DATA SECTION →
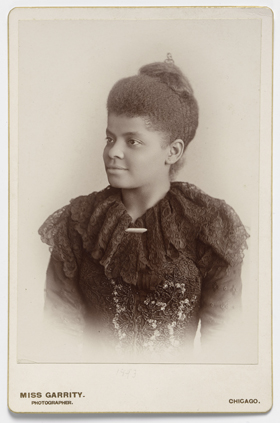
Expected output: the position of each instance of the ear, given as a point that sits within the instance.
(175, 151)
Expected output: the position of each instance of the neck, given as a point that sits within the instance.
(138, 200)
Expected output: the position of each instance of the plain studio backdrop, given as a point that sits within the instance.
(66, 69)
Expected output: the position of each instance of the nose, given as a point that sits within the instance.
(115, 150)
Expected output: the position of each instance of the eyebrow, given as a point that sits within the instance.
(108, 132)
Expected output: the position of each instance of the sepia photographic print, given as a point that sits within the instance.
(140, 218)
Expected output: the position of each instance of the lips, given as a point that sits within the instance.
(115, 168)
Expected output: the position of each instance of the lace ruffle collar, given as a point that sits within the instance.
(174, 225)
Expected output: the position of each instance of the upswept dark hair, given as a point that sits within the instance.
(163, 94)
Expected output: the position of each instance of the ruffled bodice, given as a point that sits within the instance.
(149, 290)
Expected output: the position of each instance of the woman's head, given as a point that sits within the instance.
(162, 95)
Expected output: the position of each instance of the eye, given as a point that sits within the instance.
(109, 140)
(133, 142)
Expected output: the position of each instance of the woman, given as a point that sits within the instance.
(138, 265)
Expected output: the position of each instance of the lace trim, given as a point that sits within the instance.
(185, 222)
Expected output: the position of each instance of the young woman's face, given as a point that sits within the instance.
(134, 155)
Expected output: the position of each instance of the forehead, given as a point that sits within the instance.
(121, 124)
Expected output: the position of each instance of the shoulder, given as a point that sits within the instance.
(66, 218)
(218, 225)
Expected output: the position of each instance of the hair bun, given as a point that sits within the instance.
(169, 74)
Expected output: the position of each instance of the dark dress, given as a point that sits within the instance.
(146, 292)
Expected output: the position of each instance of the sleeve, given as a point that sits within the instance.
(221, 307)
(64, 306)
(221, 252)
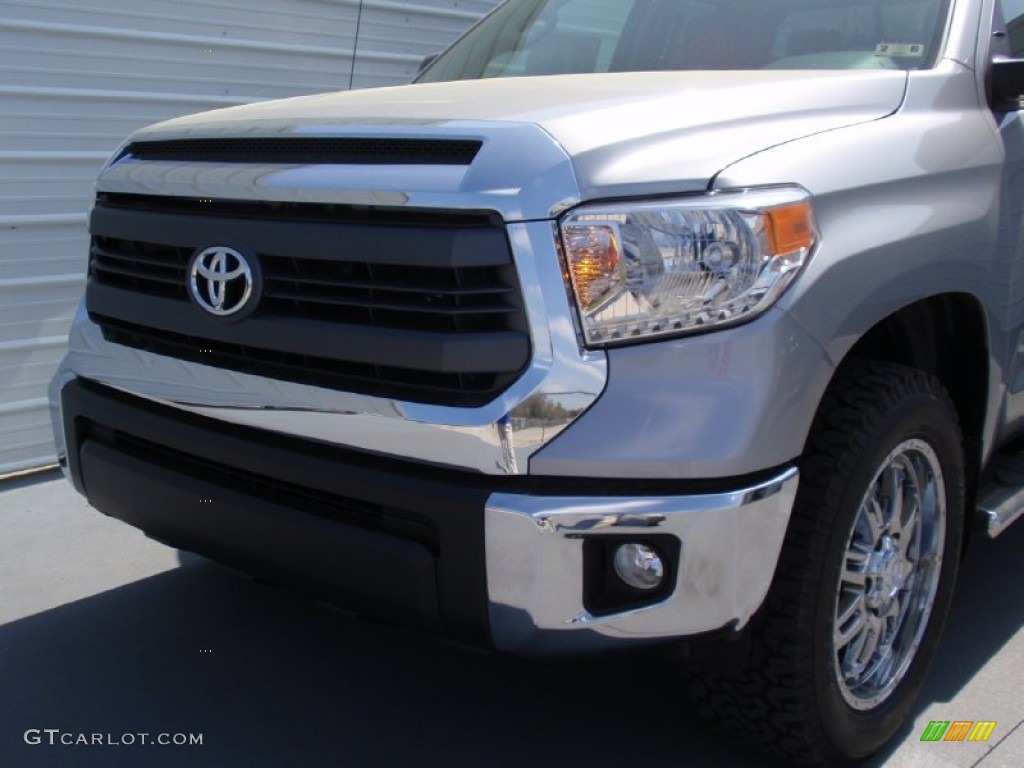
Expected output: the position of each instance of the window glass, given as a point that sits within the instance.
(1013, 14)
(554, 37)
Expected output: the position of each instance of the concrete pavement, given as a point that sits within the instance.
(102, 631)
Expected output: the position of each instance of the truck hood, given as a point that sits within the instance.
(631, 133)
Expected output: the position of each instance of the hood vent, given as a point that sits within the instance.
(309, 151)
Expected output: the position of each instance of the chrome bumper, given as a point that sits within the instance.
(729, 542)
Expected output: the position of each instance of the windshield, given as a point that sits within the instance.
(559, 37)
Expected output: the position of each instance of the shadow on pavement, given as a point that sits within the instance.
(288, 683)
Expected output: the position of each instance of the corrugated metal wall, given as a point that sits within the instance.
(77, 76)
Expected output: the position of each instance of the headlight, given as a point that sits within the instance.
(645, 269)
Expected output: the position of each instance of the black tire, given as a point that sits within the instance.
(790, 696)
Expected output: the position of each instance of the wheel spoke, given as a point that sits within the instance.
(888, 580)
(894, 491)
(850, 623)
(853, 570)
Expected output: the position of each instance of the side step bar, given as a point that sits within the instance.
(998, 506)
(1000, 501)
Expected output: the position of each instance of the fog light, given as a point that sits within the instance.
(639, 565)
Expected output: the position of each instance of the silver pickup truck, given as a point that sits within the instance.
(631, 322)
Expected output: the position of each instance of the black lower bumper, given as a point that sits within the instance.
(387, 539)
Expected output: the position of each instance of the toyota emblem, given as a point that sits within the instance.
(220, 281)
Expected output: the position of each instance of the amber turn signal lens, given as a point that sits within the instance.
(593, 258)
(791, 228)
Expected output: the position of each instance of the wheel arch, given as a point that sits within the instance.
(945, 336)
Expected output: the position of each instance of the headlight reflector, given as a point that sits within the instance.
(643, 269)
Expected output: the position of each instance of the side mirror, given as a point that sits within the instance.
(1008, 80)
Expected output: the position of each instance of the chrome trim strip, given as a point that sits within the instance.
(730, 545)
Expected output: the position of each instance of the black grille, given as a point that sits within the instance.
(428, 312)
(340, 151)
(310, 501)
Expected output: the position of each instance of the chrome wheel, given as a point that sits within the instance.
(890, 577)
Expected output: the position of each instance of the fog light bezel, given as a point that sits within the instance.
(605, 593)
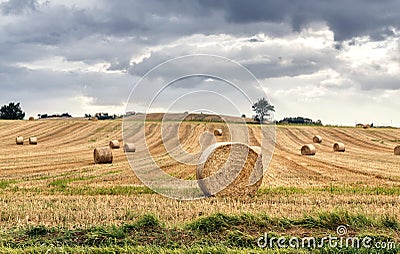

OBJECTIVE →
Collect every line above that contains the word "headlight", treating uppercase and lowercase as different.

FINISHED TASK →
Expected output: the position of each instance of the headlight, given as a point that sits within the instance.
Expected output: the position of each instance of the headlight reflector, given as a point that sits within the instance.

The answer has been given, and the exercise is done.